What to do: Recast every one of the rows below as a numbered list, leaving out any blank lines.

# Start of Raw data

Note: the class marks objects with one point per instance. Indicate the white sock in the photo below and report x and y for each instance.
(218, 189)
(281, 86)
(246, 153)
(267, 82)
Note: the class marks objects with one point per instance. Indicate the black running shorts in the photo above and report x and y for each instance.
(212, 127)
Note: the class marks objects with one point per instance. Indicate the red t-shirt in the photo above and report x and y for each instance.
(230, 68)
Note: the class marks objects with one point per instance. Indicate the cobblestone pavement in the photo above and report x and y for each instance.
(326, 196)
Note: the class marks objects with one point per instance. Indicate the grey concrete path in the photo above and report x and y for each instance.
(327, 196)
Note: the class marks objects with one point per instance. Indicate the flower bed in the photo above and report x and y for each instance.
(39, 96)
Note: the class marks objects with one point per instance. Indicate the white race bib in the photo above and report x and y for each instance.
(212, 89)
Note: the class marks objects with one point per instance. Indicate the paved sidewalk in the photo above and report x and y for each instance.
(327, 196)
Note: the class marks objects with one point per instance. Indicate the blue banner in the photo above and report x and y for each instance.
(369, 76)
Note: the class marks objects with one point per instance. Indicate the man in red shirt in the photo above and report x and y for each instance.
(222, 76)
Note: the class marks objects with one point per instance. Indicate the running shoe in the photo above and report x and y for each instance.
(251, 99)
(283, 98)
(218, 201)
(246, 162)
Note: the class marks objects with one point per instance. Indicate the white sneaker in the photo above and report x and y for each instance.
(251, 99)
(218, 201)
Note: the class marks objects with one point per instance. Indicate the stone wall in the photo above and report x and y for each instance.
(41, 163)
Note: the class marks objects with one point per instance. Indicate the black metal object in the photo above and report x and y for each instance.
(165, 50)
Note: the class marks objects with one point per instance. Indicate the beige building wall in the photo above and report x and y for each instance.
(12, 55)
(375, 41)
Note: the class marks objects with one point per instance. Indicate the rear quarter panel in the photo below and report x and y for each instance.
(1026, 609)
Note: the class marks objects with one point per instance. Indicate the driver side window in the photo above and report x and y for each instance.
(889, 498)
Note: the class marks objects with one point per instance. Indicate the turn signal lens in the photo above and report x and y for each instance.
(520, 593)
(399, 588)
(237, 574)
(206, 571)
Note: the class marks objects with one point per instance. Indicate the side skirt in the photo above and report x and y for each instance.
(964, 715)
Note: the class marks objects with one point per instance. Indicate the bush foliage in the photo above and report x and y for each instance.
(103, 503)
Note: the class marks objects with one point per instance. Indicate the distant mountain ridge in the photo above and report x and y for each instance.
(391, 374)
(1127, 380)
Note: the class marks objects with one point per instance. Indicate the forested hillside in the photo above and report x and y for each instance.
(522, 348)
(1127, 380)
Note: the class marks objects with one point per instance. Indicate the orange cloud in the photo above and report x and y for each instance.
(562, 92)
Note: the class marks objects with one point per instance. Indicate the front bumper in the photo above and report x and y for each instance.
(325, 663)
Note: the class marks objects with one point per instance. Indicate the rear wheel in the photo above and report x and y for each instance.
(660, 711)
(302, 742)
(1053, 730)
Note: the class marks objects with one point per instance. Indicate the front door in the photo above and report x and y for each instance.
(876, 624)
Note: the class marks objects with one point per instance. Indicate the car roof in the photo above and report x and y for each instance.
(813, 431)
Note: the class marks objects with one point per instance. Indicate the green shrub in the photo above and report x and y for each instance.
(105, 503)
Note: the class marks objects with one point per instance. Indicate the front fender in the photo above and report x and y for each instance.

# End of Raw data

Solution:
1. Note: the class marks objects with one point per instance. Indicate the white sock in the photo below and report x and y for each instance.
2. (218, 189)
3. (281, 86)
4. (246, 153)
5. (267, 82)
6. Note: the class marks objects with one point per instance. Indicate the black running shorts in the photo above and report x and y for each instance.
7. (212, 127)
8. Note: the class marks objects with one point per instance. Indicate the red t-shirt in the photo above and report x and y for each instance.
9. (230, 68)
10. Note: the class marks objects with one point per instance. Indicate the cobblestone pavement in the photo above and report x and y for each instance.
11. (326, 196)
12. Note: the class marks objects with one point per instance. Indicate the grey concrete path in the photo above and report x and y for each instance.
13. (327, 196)
14. Note: the class marks objects with one point per instance. Indicate the flower bed in the photo above and report x and y for each instance.
15. (39, 96)
16. Note: the class marks objects with one point per instance. Indicate the white race bib in the photo above and report x and y for each instance.
17. (212, 89)
18. Note: the class marks objects with one point per instance. Indicate the paved sidewalk in the photo above and report x and y for each instance.
19. (327, 196)
20. Note: the class marks objects with one point per instance. Indicate the blue banner in the photo above and report x and y for each instance.
21. (369, 76)
22. Note: the class marks objects with one point per instance. Indicate the man in red shirt in the photo above and report x and y for each instance.
23. (222, 76)
24. Note: the class marks objects with one point per instance. Indicate the running shoe in the photo above and report x and y for each instance.
25. (251, 99)
26. (283, 98)
27. (218, 201)
28. (246, 162)
29. Note: the class marks objects with one point per instance. Indicate the white sneaker in the photo above and report x and y for each instance.
30. (251, 99)
31. (218, 201)
32. Note: the class marks objects with one point per instance. Indicate the stone wall in the photo above and report x and y for each instance.
33. (41, 163)
34. Note: the class marks objects with one point per instance. Indicate the black metal object in the photo above and report x and y for each instance.
35. (165, 50)
36. Note: the class marks objects with one point per instance. Indicate the beige building wall in the photo above and report x and y for each instance.
37. (12, 55)
38. (375, 41)
39. Note: the class marks objects with one point per instance. Indicate the rear quarter panel in the photo below and report x and y for each instance.
40. (1026, 609)
41. Note: the class marks objects with one point per instance. Indicate the driver side window in the photo above and report x and y for each instance.
42. (889, 498)
43. Note: the class marks objects with one point per instance. Indicate the turn signal lens in the photo above and report x and y for each instance.
44. (520, 593)
45. (399, 588)
46. (237, 574)
47. (206, 571)
48. Note: the class marks objects with one point per instance. Indicate the side skirt in the photo above and report x and y for each instance.
49. (964, 715)
50. Note: the class marks objects with one point per instance. Indicate the bush foliage in the photo above and report x and y for each instance.
51. (103, 503)
52. Note: the class marks objects with one point per instance. Indicate the distant mountain ridge in the photo above and report x and y for each instance.
53. (391, 374)
54. (1127, 380)
55. Note: the class marks objects with one point per instance. Indicate the forested hillside in the photo above and report x and y for each instance.
56. (522, 348)
57. (1127, 380)
58. Note: the class marks objects with one point per instance. Indicate the orange cloud in the photo above and report x and y for each instance.
59. (562, 92)
60. Note: the class marks objects with one point per instance. Indicate the front bumper in the photo above and report x and y for each instance.
61. (325, 663)
62. Note: the class marks objects with one point per instance. Indicate the rear wheel in the photo above and report x and y for each instance.
63. (660, 711)
64. (302, 742)
65. (1053, 730)
66. Note: the class marks objects with one point per instance. Indicate the front door in the photo above and report x and y for each instance.
67. (876, 624)
68. Note: the class marks objects with one point per instance. Indicate the car roof in the photo above and report x and y for each instance.
69. (813, 431)
70. Note: the class marks objects with one point per instance. Indicate the green shrub in the photo above and report x and y for each instance.
71. (105, 503)
72. Note: the class marks objects with one point per instance. Indicate the front fender in the photo above and report x and y for each instance.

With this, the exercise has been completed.